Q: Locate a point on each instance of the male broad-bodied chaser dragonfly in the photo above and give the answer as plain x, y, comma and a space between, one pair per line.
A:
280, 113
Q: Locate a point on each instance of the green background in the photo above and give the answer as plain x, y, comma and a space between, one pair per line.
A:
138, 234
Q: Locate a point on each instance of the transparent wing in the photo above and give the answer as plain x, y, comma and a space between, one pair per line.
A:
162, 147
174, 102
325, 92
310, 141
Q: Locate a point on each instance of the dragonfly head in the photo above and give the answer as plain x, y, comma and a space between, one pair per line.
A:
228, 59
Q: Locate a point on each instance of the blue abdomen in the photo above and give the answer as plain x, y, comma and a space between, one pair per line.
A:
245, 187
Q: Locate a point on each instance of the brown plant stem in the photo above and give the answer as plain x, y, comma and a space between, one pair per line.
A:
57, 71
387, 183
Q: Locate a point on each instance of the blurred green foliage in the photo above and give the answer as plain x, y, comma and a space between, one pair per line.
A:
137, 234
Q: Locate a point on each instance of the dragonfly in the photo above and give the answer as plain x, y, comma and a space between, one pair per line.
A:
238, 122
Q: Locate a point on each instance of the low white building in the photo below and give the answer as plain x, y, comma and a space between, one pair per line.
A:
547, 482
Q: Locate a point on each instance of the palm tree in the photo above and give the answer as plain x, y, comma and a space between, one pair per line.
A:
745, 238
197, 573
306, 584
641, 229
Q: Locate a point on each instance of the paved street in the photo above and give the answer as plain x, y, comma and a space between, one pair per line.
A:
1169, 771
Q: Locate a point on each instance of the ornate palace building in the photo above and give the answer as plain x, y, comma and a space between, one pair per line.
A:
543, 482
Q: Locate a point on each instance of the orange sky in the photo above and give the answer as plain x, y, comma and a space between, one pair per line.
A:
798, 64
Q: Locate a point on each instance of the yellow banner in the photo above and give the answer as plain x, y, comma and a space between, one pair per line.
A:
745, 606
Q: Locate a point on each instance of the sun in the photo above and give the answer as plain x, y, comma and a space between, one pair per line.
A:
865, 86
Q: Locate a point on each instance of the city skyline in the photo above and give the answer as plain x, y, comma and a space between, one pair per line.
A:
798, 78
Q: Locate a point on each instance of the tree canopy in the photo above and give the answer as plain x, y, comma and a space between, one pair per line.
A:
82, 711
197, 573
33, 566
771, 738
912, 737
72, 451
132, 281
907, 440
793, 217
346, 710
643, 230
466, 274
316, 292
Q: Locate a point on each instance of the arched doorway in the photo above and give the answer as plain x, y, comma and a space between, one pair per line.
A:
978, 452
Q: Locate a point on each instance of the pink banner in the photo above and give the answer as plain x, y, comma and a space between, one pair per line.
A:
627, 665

# Requirements
Your task is to give the records above again, exactly.

# Exercise response
Q: Locate a point on each instance of the male broad-bodied chaser dragonfly in the photo above and give the answer as plain x, y, comma and a space between, one pair per line.
A:
280, 113
Q: Locate a point on each instance of the green background in the photo above and give the answer as plain x, y, comma and a space between, one pair per line.
A:
138, 234
Q: Locate a point on each instance of the transparent wing in the photo above and give the answer as plain x, y, comma and a space between, one pair per line.
A:
162, 147
174, 102
325, 92
310, 141
Q: Locate a point on each instance of the dragonfly head in the photo above and give the answer as plain x, y, comma and a space between, one pair per line.
A:
228, 59
Q: Locate a point on each instance of the blue abdomen in the photo above and give the answer as plain x, y, comma and a space between, one pair per line.
A:
245, 187
Q: Locate a point on each instance of the brown plant stem in the photo above and give the answer as plain x, y, comma and a space between, one pair per line.
A:
57, 71
387, 183
Q: Locate a point on each instance of the blurred green foliage in the photo above and give the answer as plain x, y, comma and a space between, one pair per line.
A:
137, 234
Q: Locate a point on each instance of the dragonfly in the photo above and give the answer as plain x, y, comma and a space between, one pair per line.
A:
238, 122
Q: Locate a point on each instance of the low white building in the photo below and give the answer as plain x, y, comma and a space between, one pair per line.
A:
547, 482
Q: Locate a point on each instance of the palm tree in the photo above and give the answer as plain x, y, comma and a space between, one pair per line.
A:
745, 238
197, 573
306, 584
641, 229
Q: Locate a point on each instance of the paved street in the photo above and give the answer as plain x, y, comma and a space between, one pair per line.
A:
1169, 771
Q: Locate a point on each instance of the ornate palace building in the photo above and give the answer as plain x, y, comma and a space between, one pair per line.
A:
543, 482
Q: Locate a point on each instance of the orange sky in the photo above and give the answer as plain x, y, comma and a space between, one pair per line.
A:
798, 64
Q: Locate a point on each instance of the yellow banner in the photo above and give the answer as plain x, y, comma and a space between, one pair per line.
A:
745, 606
Q: Locate a point on each instance of the sun in the photo above and give the answer as plain x, y, comma and a space between, one pair per line.
A:
865, 86
Q: Locate a point on each instance of the city skyline in the photo above and give the answer as plain x, y, comma and a space between, one pair per line.
A:
798, 78
Q: Locate a point on each instance of the tree canopy in the photo above and give the answer as plain x, y, comma and a space between, one pair per line.
A:
82, 711
197, 573
33, 566
771, 738
912, 737
72, 451
132, 281
907, 440
793, 217
346, 710
643, 230
466, 274
316, 292
Q: Locate a point on each instance of the arched doorway in the photo above and give the answer as plain x, y, comma and a space between, one pair per line.
A:
978, 452
Q: Locate a point on each instance of the pink banner in the photo above and give the answer as plain x, y, comma and a space between, one pair per line.
A:
627, 665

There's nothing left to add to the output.